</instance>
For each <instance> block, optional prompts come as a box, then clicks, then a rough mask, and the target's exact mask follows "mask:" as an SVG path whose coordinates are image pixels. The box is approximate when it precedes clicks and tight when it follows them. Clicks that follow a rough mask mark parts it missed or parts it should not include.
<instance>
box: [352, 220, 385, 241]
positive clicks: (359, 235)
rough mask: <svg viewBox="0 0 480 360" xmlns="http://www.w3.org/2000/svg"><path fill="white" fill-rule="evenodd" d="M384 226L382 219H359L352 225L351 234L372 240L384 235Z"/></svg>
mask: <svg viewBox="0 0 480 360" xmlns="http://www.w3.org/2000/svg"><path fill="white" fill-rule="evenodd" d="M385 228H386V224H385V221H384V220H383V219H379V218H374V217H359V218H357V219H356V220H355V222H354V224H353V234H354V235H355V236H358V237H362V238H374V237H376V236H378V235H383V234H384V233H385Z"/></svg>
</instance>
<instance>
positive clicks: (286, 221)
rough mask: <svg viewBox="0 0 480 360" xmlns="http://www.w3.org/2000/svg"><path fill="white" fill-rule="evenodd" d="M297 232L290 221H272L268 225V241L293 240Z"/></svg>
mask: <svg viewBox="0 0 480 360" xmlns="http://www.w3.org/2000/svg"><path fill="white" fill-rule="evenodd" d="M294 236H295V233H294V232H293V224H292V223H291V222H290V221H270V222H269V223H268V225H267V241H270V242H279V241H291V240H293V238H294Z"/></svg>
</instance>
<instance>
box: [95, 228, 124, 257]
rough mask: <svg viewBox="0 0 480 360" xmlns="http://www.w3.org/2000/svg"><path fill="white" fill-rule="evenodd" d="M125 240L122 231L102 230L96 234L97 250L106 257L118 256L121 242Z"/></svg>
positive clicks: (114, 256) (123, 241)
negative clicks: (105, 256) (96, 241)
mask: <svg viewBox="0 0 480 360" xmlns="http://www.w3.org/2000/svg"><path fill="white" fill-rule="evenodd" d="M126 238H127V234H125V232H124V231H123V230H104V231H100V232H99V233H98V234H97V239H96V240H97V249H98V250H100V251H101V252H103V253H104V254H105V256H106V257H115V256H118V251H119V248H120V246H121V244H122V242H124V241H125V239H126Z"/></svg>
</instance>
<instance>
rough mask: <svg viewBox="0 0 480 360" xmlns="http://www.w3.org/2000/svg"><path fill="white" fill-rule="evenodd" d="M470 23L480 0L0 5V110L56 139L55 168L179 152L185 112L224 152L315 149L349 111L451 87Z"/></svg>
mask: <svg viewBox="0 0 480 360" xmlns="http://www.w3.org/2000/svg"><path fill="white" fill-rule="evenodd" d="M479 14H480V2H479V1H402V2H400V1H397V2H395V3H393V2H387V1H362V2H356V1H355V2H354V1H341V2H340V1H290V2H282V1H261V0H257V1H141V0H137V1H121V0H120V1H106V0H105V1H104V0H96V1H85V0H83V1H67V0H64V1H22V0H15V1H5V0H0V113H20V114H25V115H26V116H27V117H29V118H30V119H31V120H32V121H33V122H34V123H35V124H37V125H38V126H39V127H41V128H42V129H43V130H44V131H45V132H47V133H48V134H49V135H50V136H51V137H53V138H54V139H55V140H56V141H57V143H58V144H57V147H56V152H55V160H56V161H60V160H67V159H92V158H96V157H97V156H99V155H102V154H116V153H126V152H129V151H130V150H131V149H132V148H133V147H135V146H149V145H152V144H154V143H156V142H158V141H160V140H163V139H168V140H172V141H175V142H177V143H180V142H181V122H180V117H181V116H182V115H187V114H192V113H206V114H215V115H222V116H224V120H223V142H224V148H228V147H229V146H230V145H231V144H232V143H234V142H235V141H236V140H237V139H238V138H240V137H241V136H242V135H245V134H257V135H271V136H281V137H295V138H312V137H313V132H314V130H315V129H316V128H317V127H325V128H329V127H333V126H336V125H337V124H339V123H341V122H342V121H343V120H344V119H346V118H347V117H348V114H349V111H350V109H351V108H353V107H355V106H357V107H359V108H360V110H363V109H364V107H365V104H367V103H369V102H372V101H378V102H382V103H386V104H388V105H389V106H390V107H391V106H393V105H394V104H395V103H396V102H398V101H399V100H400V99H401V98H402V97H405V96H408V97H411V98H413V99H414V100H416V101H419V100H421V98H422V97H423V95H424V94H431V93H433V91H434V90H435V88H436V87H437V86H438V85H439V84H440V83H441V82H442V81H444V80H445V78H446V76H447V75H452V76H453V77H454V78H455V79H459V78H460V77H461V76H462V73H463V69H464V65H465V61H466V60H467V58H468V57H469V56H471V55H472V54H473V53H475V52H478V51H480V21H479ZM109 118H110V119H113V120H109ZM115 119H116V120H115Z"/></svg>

****

All lines of the entries above where "positive" turns up should be reported.

** Answer **
positive clicks: (359, 235)
positive clicks: (286, 221)
positive clicks: (114, 256) (123, 241)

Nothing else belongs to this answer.